EXERCISE INPUTS
☆ ☆ ☆ ☆ ☆

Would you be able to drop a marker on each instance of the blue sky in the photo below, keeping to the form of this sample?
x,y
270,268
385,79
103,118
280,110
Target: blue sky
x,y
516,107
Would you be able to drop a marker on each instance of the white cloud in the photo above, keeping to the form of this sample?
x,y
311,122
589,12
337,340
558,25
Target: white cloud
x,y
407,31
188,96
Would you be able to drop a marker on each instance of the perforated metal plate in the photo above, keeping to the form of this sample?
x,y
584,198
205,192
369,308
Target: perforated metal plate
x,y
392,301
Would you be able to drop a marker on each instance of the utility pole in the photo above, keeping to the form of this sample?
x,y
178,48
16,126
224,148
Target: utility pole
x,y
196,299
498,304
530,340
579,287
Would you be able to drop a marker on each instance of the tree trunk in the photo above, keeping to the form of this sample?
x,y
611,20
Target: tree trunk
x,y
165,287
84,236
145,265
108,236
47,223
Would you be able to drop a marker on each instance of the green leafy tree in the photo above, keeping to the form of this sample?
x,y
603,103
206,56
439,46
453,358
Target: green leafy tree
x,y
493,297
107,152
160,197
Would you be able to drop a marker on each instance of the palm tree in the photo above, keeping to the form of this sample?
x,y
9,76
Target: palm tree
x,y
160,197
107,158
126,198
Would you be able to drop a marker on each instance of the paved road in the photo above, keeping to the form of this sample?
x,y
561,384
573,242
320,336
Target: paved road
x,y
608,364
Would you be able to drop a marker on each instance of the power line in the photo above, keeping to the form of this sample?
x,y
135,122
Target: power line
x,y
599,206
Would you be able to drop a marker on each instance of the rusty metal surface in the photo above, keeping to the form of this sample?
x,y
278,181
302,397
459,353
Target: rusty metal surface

☆ ☆ ☆ ☆ ☆

EXERCISE OBJECTIVE
Throughout the material above, find every line holding "surface" and copy it.

REPLY
Would you be able to drop a marker on each instance of the rusty metal surface in the photo above, keeping to the form of this sample?
Target: rusty metal surface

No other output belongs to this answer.